- [Assignment]:
Output exactly the lines from the line with "negative clicks: (509, 687)" through the end of the records below. Include nothing else.

- [Input data]:
==============================

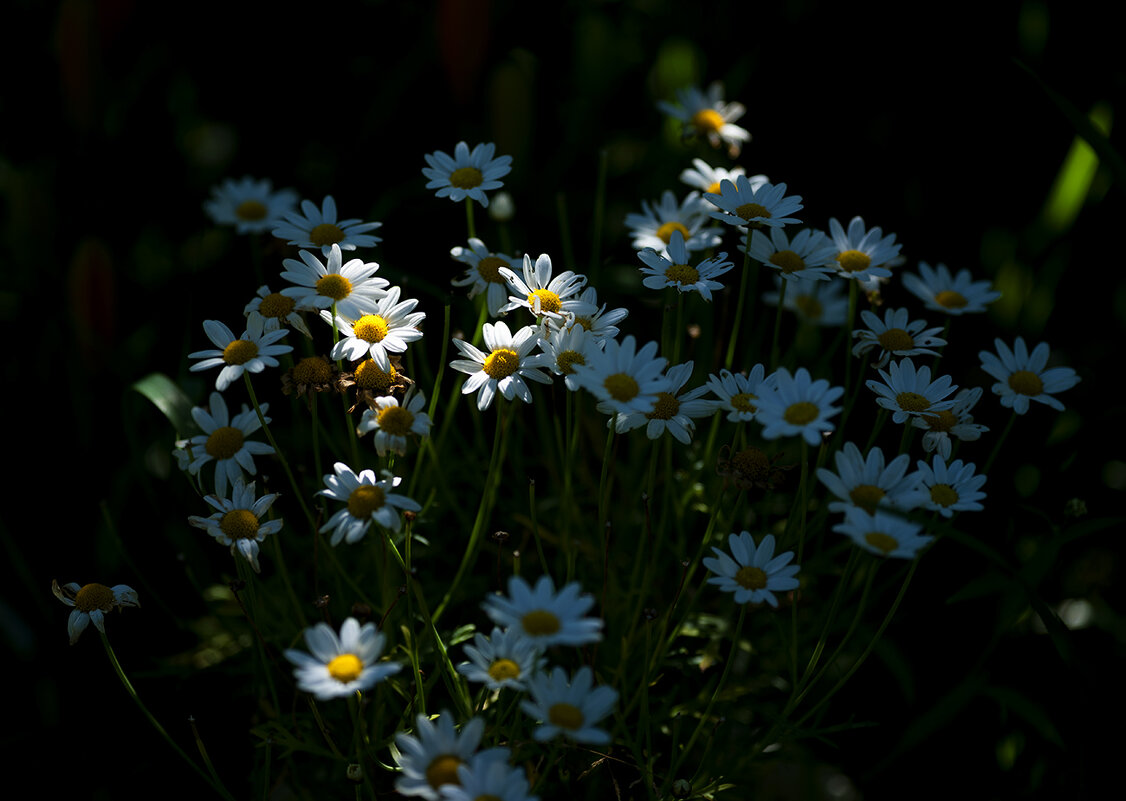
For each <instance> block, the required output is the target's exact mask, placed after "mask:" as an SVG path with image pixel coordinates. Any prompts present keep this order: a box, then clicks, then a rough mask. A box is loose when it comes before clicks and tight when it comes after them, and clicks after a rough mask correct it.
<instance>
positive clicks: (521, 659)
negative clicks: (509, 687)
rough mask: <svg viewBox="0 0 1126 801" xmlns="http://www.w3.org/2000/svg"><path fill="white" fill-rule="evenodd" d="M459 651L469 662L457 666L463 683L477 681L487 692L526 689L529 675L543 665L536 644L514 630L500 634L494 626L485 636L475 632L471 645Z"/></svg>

==============================

- [Written response]:
negative clicks: (509, 687)
rough mask: <svg viewBox="0 0 1126 801" xmlns="http://www.w3.org/2000/svg"><path fill="white" fill-rule="evenodd" d="M459 651L469 662L457 666L463 683L477 681L487 692L526 689L529 675L543 665L536 644L514 630L500 634L494 626L485 636L475 632L471 645Z"/></svg>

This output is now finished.